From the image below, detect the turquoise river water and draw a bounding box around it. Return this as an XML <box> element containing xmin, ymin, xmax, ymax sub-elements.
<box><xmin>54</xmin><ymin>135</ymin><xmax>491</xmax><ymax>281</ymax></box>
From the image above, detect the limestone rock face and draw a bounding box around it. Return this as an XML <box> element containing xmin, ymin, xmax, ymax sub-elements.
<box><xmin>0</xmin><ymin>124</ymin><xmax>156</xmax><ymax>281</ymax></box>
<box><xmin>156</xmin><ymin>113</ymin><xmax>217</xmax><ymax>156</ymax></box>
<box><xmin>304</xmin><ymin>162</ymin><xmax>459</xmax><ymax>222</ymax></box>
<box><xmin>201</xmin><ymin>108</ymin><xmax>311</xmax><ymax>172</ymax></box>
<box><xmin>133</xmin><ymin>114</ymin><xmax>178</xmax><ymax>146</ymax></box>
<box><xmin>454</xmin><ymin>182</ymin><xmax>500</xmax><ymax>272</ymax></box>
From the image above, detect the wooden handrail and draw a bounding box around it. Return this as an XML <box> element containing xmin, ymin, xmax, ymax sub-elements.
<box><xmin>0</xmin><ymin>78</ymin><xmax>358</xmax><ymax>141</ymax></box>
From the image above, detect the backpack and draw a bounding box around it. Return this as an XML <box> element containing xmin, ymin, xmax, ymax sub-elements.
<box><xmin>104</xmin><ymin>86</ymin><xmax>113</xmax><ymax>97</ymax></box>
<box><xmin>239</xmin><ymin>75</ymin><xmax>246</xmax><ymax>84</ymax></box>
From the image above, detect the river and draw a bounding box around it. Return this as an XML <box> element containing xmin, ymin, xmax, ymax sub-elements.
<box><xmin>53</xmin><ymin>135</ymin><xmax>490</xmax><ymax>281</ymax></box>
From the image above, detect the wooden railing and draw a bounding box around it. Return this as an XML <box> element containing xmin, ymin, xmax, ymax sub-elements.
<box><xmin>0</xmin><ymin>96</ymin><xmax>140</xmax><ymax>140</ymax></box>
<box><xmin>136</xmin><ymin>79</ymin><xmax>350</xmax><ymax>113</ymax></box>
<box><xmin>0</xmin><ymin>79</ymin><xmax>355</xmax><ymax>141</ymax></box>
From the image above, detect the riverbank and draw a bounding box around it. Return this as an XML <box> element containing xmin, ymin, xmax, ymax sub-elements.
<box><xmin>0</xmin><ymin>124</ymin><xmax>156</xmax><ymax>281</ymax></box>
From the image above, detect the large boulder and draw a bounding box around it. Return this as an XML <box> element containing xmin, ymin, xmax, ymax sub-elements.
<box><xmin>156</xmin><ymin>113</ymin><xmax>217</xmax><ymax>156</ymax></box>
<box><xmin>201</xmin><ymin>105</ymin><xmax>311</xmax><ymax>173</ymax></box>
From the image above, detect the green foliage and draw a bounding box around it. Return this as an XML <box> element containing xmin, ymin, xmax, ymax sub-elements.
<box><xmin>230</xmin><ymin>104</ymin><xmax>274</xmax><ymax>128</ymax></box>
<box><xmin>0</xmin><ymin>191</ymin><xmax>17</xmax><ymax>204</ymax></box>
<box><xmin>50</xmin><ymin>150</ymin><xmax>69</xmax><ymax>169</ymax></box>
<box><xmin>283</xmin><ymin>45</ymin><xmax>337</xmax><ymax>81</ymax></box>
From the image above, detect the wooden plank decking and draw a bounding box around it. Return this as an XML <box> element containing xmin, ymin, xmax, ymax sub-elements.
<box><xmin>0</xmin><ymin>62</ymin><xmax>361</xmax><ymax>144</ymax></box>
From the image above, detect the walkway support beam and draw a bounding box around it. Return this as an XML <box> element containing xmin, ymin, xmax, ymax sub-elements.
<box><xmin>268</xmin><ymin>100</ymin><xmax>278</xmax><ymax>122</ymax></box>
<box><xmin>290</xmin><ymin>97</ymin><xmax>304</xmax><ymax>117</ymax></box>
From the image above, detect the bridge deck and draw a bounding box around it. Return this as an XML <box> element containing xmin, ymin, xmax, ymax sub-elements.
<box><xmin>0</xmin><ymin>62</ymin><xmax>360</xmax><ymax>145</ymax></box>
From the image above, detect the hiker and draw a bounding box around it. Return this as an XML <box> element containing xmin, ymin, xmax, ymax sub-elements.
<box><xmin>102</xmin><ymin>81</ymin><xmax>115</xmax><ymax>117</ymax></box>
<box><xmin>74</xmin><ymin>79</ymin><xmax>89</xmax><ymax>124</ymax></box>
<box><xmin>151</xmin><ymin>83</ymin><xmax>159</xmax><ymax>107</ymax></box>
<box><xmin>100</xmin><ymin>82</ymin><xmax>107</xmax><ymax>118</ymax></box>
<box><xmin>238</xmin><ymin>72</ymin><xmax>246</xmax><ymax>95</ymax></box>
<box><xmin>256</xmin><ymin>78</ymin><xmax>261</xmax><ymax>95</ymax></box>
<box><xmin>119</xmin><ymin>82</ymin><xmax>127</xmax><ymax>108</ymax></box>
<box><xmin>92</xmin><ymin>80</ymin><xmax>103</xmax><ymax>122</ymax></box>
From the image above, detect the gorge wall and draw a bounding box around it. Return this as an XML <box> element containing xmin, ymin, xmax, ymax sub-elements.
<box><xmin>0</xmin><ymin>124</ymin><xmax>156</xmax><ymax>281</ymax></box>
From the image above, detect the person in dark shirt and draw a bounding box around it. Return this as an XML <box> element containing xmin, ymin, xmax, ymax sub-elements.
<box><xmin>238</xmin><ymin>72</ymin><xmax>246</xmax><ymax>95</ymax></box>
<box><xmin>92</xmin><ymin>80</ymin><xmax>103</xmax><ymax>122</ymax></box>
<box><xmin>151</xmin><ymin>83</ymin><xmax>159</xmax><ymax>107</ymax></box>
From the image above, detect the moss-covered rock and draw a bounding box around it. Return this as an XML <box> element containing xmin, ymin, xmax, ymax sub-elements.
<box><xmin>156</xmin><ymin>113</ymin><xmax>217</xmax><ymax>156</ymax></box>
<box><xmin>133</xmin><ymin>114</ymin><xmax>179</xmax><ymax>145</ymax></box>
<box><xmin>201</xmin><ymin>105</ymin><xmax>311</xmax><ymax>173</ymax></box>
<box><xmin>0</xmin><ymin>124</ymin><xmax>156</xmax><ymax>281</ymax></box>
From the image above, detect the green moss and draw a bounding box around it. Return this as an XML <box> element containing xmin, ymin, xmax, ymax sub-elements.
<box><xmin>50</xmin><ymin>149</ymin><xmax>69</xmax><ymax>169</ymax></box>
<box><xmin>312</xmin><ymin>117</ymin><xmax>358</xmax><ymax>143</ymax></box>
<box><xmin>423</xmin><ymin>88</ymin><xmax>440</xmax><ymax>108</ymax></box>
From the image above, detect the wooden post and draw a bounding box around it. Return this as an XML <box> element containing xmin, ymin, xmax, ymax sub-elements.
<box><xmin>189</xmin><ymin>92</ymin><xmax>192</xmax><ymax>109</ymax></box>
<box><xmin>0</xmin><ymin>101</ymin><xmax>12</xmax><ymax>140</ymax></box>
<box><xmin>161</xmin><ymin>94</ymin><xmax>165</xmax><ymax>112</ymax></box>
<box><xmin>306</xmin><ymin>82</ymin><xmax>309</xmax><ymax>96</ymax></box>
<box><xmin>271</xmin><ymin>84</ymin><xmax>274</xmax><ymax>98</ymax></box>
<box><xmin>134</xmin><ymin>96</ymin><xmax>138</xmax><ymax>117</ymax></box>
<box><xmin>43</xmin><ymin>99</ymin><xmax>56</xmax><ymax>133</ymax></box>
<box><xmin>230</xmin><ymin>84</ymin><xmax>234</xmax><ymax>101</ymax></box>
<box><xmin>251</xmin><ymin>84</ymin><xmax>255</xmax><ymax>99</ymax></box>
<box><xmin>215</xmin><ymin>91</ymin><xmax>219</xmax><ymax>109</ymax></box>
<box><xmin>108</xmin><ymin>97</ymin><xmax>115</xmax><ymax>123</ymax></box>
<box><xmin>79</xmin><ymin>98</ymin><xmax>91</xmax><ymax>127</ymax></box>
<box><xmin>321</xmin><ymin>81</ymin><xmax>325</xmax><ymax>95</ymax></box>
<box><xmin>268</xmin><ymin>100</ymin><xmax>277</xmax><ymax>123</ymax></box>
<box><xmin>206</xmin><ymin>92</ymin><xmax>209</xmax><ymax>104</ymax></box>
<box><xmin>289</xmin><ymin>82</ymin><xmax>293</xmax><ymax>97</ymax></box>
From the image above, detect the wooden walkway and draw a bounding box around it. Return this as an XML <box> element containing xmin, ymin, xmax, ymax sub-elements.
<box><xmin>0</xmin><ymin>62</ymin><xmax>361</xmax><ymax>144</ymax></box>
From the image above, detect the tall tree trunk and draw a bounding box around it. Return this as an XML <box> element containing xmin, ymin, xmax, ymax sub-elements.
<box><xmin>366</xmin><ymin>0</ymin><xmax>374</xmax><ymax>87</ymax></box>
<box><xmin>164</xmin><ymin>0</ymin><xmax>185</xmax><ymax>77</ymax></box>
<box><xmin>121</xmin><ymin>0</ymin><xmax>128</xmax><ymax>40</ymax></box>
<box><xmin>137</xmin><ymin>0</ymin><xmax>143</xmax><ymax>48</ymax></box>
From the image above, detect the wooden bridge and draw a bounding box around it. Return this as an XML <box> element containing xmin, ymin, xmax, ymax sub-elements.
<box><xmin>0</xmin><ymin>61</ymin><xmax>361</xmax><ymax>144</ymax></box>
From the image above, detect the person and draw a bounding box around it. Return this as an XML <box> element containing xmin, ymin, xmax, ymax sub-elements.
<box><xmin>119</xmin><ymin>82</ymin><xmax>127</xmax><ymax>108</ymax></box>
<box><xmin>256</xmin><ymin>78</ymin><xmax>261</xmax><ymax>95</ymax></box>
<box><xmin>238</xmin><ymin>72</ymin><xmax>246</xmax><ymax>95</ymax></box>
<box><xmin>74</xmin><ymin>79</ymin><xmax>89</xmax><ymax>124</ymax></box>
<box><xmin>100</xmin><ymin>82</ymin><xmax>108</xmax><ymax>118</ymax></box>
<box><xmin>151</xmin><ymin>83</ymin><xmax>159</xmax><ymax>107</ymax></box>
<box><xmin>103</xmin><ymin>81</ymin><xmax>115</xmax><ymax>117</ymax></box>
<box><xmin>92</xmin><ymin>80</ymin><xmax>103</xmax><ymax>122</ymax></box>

== == ==

#### Task statement:
All lines from the one holding "From the image above, detect the tall" through the end of the entries need to be given again exactly. Leave out the others.

#### Answer to this exercise:
From the image above, detect the tall tree trunk and draw a bounding box around it. Return this as an XML <box> element containing xmin, ymin, xmax, ymax sub-elements.
<box><xmin>366</xmin><ymin>0</ymin><xmax>374</xmax><ymax>87</ymax></box>
<box><xmin>164</xmin><ymin>0</ymin><xmax>185</xmax><ymax>77</ymax></box>
<box><xmin>121</xmin><ymin>0</ymin><xmax>128</xmax><ymax>40</ymax></box>
<box><xmin>137</xmin><ymin>0</ymin><xmax>143</xmax><ymax>48</ymax></box>
From the image above, detect the wooden bridge and draw a bounding box around it. Return this as an XML <box> element containing xmin, ymin, xmax, ymax sub-elements.
<box><xmin>0</xmin><ymin>61</ymin><xmax>361</xmax><ymax>144</ymax></box>
From the image above, detect the person and draw a bounding box around it. Return this as an XML <box> element containing xmin, ymin, xmax, ymax sub-elements.
<box><xmin>119</xmin><ymin>82</ymin><xmax>127</xmax><ymax>108</ymax></box>
<box><xmin>256</xmin><ymin>78</ymin><xmax>261</xmax><ymax>95</ymax></box>
<box><xmin>238</xmin><ymin>72</ymin><xmax>246</xmax><ymax>95</ymax></box>
<box><xmin>74</xmin><ymin>79</ymin><xmax>89</xmax><ymax>124</ymax></box>
<box><xmin>100</xmin><ymin>82</ymin><xmax>108</xmax><ymax>118</ymax></box>
<box><xmin>151</xmin><ymin>83</ymin><xmax>159</xmax><ymax>107</ymax></box>
<box><xmin>103</xmin><ymin>81</ymin><xmax>115</xmax><ymax>117</ymax></box>
<box><xmin>92</xmin><ymin>80</ymin><xmax>103</xmax><ymax>122</ymax></box>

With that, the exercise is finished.